=== Task brief ===
Exact repetition of the data is the whole task.

=== Available data ===

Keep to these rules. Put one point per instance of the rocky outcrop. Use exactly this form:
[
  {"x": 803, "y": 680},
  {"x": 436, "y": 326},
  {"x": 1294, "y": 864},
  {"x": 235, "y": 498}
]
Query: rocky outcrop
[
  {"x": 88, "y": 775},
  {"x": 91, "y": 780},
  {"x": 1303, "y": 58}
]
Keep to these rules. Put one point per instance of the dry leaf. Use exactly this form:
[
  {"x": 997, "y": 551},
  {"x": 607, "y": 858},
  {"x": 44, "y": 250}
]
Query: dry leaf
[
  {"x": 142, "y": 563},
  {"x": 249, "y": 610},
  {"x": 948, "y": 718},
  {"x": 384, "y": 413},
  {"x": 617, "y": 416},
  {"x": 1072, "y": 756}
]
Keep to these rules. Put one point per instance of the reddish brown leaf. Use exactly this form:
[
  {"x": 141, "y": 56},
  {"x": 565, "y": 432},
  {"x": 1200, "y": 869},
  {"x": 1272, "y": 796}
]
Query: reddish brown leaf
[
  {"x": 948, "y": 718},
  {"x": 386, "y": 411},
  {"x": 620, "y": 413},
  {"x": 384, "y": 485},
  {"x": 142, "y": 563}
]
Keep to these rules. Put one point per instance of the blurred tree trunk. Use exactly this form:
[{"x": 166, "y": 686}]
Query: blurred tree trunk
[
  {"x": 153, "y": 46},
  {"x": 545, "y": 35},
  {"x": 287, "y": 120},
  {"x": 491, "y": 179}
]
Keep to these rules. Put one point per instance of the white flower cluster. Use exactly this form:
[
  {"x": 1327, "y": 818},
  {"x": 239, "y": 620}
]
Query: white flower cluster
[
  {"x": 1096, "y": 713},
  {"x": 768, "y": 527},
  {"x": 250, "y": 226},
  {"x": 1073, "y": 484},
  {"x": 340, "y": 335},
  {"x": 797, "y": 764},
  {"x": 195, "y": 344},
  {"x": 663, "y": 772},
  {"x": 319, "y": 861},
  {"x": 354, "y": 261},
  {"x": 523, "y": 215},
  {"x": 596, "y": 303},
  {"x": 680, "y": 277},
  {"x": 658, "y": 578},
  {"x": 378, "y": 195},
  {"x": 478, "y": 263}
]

=== Worked solution ===
Keep to these rules. Put one point per instance of the rocky outcrop. Use exactly this form:
[
  {"x": 803, "y": 680},
  {"x": 436, "y": 326},
  {"x": 1294, "y": 864},
  {"x": 235, "y": 498}
]
Query: rocky outcrop
[
  {"x": 88, "y": 775},
  {"x": 91, "y": 780},
  {"x": 1303, "y": 58}
]
Keep to these rules. Put one point per instance of the dry leaf. Use exactly this form:
[
  {"x": 997, "y": 551},
  {"x": 607, "y": 858},
  {"x": 44, "y": 250}
]
Query: dry leaf
[
  {"x": 142, "y": 563},
  {"x": 249, "y": 610},
  {"x": 948, "y": 718},
  {"x": 384, "y": 413},
  {"x": 617, "y": 416},
  {"x": 1072, "y": 756}
]
Keep to these rules. Put one point per instance of the reddish brown leaf. Use exactly this form:
[
  {"x": 141, "y": 56},
  {"x": 565, "y": 432},
  {"x": 1200, "y": 869},
  {"x": 1272, "y": 796}
]
Query: reddish brown leaf
[
  {"x": 948, "y": 718},
  {"x": 386, "y": 411},
  {"x": 620, "y": 413},
  {"x": 384, "y": 485},
  {"x": 142, "y": 563}
]
Keep to these rules. Put one point per instance of the blurred tree trunk. Use exactly this form:
[{"x": 166, "y": 686}]
Query: blurred tree trunk
[
  {"x": 153, "y": 46},
  {"x": 545, "y": 35},
  {"x": 287, "y": 120},
  {"x": 491, "y": 179}
]
Keep to these rules. Put one point per instance of the white flower cluster. Use exactly this form:
[
  {"x": 1327, "y": 818},
  {"x": 239, "y": 620}
]
Query: white flower cluster
[
  {"x": 1096, "y": 713},
  {"x": 768, "y": 527},
  {"x": 250, "y": 226},
  {"x": 1073, "y": 484},
  {"x": 340, "y": 335},
  {"x": 797, "y": 764},
  {"x": 195, "y": 344},
  {"x": 663, "y": 772},
  {"x": 319, "y": 861},
  {"x": 354, "y": 261},
  {"x": 523, "y": 215},
  {"x": 596, "y": 303},
  {"x": 680, "y": 277},
  {"x": 658, "y": 578},
  {"x": 378, "y": 195},
  {"x": 478, "y": 263}
]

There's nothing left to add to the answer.